**Aim**
Which lines of the records contain the string "task"? Return each such line in full, and treat uppercase and lowercase as different.

**Supplied information**
----

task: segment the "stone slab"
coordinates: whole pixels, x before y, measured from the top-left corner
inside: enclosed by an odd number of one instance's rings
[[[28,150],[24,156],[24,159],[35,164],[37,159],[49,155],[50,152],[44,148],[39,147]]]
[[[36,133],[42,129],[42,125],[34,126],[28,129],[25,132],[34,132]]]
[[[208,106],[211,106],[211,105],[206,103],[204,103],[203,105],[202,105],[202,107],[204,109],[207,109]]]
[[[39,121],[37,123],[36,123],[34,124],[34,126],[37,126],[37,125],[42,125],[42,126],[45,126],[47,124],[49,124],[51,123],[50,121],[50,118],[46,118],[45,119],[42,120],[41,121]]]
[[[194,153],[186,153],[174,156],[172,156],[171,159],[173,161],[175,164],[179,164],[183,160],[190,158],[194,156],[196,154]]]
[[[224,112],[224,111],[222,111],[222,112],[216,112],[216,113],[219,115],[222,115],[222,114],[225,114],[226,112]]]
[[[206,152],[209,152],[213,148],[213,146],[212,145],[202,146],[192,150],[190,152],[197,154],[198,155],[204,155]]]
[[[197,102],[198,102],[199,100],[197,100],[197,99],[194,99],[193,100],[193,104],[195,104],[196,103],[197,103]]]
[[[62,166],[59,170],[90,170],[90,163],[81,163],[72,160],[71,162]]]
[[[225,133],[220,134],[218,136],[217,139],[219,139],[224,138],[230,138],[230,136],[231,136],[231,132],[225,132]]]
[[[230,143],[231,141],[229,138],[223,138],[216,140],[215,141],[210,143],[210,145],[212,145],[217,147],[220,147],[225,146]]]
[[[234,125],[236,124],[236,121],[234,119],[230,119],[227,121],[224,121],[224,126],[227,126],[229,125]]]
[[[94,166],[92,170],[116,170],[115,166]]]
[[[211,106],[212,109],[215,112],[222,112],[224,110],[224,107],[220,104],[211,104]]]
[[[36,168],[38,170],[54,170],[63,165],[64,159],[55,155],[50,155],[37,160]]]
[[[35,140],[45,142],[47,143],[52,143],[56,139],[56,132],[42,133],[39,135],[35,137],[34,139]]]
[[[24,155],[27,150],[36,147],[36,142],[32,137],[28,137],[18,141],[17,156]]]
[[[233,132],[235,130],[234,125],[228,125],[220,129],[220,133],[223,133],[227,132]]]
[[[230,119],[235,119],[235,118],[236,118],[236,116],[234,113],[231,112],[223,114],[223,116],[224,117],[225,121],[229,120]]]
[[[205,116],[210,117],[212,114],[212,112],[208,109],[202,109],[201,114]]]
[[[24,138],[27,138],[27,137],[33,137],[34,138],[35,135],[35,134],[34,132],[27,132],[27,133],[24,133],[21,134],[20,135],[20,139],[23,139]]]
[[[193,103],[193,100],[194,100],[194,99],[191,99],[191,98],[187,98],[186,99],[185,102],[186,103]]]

----

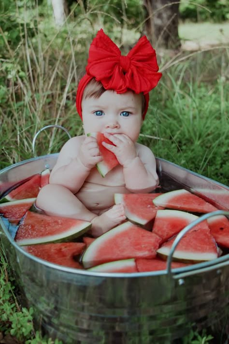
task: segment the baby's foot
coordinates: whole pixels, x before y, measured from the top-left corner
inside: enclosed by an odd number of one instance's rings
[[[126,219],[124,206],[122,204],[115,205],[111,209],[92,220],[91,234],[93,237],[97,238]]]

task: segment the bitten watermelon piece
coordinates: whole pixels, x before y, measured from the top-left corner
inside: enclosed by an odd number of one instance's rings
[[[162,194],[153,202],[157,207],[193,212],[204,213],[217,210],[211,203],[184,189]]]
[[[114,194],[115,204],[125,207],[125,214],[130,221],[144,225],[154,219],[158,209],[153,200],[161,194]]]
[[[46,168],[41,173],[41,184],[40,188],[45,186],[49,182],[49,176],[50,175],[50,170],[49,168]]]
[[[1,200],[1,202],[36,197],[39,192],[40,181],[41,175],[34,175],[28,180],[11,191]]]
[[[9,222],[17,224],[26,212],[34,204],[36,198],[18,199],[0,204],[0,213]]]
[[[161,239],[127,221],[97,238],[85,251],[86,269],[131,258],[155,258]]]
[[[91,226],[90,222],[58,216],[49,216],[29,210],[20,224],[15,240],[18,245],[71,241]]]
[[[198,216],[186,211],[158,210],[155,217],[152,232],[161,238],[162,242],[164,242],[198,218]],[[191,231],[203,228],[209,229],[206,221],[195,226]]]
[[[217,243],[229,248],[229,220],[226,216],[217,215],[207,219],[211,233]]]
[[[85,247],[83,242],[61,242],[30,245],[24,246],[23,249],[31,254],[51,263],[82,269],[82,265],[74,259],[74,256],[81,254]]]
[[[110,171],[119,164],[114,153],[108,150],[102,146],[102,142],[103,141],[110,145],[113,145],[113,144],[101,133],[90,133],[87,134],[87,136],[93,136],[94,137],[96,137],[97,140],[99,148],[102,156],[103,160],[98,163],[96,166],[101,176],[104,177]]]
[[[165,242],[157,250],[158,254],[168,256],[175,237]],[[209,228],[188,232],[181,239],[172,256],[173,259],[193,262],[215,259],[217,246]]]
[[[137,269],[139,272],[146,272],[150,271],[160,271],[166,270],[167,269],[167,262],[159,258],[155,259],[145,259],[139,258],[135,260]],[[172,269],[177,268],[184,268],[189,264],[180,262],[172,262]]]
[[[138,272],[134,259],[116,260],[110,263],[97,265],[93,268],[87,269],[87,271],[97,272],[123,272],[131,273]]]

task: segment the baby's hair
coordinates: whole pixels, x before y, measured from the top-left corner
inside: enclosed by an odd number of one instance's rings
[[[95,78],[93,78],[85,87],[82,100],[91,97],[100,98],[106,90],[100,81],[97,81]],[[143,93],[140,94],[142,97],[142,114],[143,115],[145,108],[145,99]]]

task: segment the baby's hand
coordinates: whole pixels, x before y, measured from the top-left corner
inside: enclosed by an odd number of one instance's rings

----

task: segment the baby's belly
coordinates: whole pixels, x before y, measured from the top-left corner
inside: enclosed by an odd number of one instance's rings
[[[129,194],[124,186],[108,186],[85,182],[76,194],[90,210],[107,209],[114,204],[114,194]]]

----

**Problem solution**
task: segment the "stone slab"
task: segment the baby's foot
task: segment the bitten watermelon piece
task: segment the baby's hair
task: segment the baby's hand
task: segment the baby's belly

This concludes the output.